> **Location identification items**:
*****
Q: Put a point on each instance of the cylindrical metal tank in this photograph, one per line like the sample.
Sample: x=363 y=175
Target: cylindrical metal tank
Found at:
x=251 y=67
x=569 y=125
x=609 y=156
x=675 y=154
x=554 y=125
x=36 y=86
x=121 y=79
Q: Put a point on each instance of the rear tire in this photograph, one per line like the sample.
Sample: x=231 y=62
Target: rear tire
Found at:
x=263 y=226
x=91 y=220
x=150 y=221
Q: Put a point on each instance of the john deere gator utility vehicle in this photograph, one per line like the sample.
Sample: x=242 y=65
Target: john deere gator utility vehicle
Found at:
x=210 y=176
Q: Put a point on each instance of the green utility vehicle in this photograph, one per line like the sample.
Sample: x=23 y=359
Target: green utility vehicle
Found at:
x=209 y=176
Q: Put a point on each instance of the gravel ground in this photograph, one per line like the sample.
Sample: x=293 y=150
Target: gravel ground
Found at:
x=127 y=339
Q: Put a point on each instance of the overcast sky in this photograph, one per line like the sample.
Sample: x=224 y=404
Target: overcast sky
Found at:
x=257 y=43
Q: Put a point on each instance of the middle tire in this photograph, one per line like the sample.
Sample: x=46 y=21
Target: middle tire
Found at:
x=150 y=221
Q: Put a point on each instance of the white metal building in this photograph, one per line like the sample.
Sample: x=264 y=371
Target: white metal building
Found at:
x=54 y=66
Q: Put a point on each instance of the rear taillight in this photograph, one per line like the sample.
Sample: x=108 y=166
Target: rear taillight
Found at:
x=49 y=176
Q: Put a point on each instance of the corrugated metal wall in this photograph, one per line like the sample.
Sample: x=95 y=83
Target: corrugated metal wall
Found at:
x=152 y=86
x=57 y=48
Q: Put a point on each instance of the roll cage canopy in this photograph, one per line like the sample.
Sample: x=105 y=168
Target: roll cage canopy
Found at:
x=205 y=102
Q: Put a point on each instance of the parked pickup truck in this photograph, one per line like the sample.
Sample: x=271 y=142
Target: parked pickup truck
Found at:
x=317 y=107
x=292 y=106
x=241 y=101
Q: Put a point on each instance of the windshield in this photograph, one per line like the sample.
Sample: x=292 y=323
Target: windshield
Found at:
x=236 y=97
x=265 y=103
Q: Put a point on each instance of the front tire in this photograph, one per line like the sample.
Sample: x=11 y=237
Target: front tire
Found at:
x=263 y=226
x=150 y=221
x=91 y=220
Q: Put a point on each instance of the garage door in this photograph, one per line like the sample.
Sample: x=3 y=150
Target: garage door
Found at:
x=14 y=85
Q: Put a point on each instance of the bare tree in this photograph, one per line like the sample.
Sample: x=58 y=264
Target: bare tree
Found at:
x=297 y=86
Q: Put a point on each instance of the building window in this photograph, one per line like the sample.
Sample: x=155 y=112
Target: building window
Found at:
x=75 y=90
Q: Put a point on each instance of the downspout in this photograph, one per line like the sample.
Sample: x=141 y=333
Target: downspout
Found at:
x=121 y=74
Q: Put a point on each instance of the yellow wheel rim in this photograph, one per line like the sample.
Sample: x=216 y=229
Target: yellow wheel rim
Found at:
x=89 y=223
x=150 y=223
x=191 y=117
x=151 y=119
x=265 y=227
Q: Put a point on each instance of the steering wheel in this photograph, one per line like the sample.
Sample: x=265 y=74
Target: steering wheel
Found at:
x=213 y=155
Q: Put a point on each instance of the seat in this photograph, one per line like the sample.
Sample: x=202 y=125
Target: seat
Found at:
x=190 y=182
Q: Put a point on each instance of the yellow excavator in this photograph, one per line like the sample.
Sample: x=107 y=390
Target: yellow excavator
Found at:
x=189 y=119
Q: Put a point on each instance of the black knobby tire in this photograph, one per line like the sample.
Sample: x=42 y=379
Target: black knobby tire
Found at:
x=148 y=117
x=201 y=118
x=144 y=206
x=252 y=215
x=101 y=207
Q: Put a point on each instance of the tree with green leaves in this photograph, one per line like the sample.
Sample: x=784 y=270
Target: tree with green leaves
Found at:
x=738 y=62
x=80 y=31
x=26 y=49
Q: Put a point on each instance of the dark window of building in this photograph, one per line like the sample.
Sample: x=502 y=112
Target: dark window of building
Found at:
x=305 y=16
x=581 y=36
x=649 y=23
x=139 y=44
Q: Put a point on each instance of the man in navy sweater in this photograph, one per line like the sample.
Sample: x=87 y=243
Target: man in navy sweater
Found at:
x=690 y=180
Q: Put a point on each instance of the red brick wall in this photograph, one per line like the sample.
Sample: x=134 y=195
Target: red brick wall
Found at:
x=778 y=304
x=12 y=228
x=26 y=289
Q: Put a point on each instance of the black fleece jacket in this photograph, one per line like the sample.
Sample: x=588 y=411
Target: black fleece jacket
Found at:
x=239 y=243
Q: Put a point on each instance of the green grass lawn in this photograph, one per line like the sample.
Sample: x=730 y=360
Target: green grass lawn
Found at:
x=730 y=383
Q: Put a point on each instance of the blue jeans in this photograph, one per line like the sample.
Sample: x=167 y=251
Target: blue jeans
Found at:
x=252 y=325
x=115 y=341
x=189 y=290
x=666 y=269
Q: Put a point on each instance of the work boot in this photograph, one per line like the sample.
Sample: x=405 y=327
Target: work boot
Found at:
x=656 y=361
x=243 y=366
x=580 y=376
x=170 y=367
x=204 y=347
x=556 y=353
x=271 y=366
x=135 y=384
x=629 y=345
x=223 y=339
*****
> **Written request**: Rewrite every one of the records above, substituting "following the sample format" for each occurrence of "like the sample" and leaving everything else unchanged.

> **Answer for the task**:
Q: Put a point on each instance of the cylindrical metal tank in this photograph, one per line following the sample format.
Sample: x=363 y=175
Target: cylindrical metal tank
Found at:
x=251 y=67
x=569 y=125
x=609 y=156
x=675 y=154
x=554 y=125
x=36 y=86
x=121 y=79
Q: Put a point on each instance of the rear tire in this photograph, one per line following the sample format.
Sample: x=231 y=62
Target: rear tire
Found at:
x=263 y=226
x=91 y=220
x=150 y=221
Q: Put a point on each instance of the john deere gator utility vehicle in this photograph, one per line following the sample format.
Sample: x=242 y=65
Target: john deere gator utility vehicle
Found at:
x=210 y=176
Q: Put a point on each instance of the green utility vehicle in this photograph, one per line following the sample format.
Sample: x=23 y=359
Target: green utility vehicle
Found at:
x=209 y=176
Q: Put a point on each instance of the gravel ground in this photograph, one per line following the sample format.
Sample: x=293 y=150
Target: gravel ground
Found at:
x=127 y=339
Q: Put a point on each instance of the overcast sky in this photograph, one per line following the sample format.
Sample: x=224 y=404
Target: overcast sky
Found at:
x=257 y=43
Q: Put a point on each instance of the middle tire in this photograph, one per line following the sample format.
Sample: x=46 y=21
Target: middle tire
Found at:
x=150 y=221
Q: Put a point on each instance of the white metal building in this photograph, one per line following the sample format.
Sample: x=264 y=371
Target: white metal building
Found at:
x=54 y=66
Q: Put a point on each instance of the rear taillight in this photograph, one per line following the sample format.
Sample: x=108 y=166
Target: rear taillight
Found at:
x=49 y=176
Q: Put a point on each instance of the corrugated metal wall in this photograph, one per line following the sample format.
Sample: x=95 y=83
Target: corrugated metal wall
Found at:
x=152 y=86
x=57 y=48
Q: Put a point on each instance of the roll cage canopy in this photograph, one per line following the sample format.
Sample: x=105 y=168
Target: roll cage canopy
Found at:
x=205 y=102
Q: Put a point on each instance of the parked pickup truck in this photograph, one per line following the sample format.
Sample: x=271 y=142
Target: parked pickup truck
Found at:
x=317 y=107
x=292 y=106
x=241 y=101
Q: Put a point on each instance of the windshield in this photograph, one per line following the sample format.
Sample: x=292 y=323
Target: windshield
Found at:
x=236 y=97
x=265 y=103
Q: Put a point on each instance of the front tire in this photograph, one per line following the sample format.
Sample: x=11 y=237
Target: front tire
Found at:
x=263 y=226
x=150 y=221
x=91 y=220
Q: Put a point on each instance of the garage door in this photograph, one per line following the sample format.
Sample: x=3 y=150
Target: garage door
Found at:
x=14 y=85
Q: Put a point on each instance of the bare tree in this photograph, one per line following the sample format.
Sample: x=58 y=264
Target: bare tree
Found at:
x=297 y=86
Q: Put a point on each instance of the building window in this photograph, one per line following the sample format.
Sample: x=155 y=112
Target: building window
Found at:
x=75 y=90
Q: Put a point on each instance of the downspout in this photograph, one per line following the sample format.
Sample: x=141 y=333
Target: downspout
Found at:
x=121 y=74
Q: Put a point on each instance of the yellow wheel rim in this photograph, one per line following the sample format.
Sample: x=216 y=229
Target: yellow wheel rim
Found at:
x=89 y=223
x=150 y=223
x=191 y=117
x=151 y=119
x=265 y=227
Q: Put a point on each instance of the steering wheel in this photograph, one per line following the sample format.
Sample: x=265 y=74
Target: steering wheel
Found at:
x=213 y=155
Q: Put a point on each instance of the seat in this photograph, one per line following the sample format.
Sample: x=202 y=125
Target: seat
Found at:
x=190 y=182
Q: Put a point on each instance of the yellow excavator in this photograph, one per line following the sample format.
Sample: x=107 y=390
Target: yellow excavator
Found at:
x=189 y=119
Q: Put a point on each instance of the black knobby tire in this photograph, one per line following the sample format.
Sample: x=42 y=379
Target: black knobby tire
Found at:
x=148 y=117
x=201 y=118
x=144 y=206
x=252 y=215
x=101 y=207
Q: Put a point on each instance of the tree with green leaves in this photograph, one per line following the sample format.
Sample: x=784 y=270
Target: tree with green leaves
Found at:
x=738 y=62
x=80 y=31
x=26 y=49
Q: Put a point on each instance of the dark window of building in this photograph, one per line following the sample format.
Sample: x=502 y=112
Target: dark window of building
Found at:
x=305 y=16
x=581 y=36
x=649 y=23
x=139 y=44
Q: Put a point on each instance of the man in navy sweater in this photograph, one per line following the sample format.
Sample: x=87 y=243
Target: man in navy sweater
Found at:
x=690 y=180
Q: Put a point on each instance of the red brick wall in this photograph, one per line following the sample format.
Sample: x=134 y=195
Target: red brick wall
Found at:
x=778 y=304
x=12 y=228
x=26 y=289
Q: Put a point on each instance of the black fleece jacket in this photograph, one per line following the sample format.
Sample: x=588 y=411
Target: black fleece jacket
Found at:
x=239 y=243
Q: Put a point on each instance of the green grass lawn in this photograph, one per line following the sample format.
Sample: x=730 y=360
Target: green grass lawn
Found at:
x=730 y=383
Q: Put a point on each instance of the blue jeans in this photograph, one per line following the sample format.
Sample: x=167 y=251
Target: blue jeans
Found at:
x=252 y=325
x=115 y=341
x=189 y=290
x=666 y=269
Q: Put a point on each instance of the work boot in this photograph, one per line following the sample format.
Sample: x=405 y=327
Target: work boot
Found at:
x=656 y=361
x=243 y=366
x=580 y=376
x=170 y=367
x=204 y=347
x=556 y=353
x=271 y=366
x=135 y=384
x=629 y=345
x=223 y=339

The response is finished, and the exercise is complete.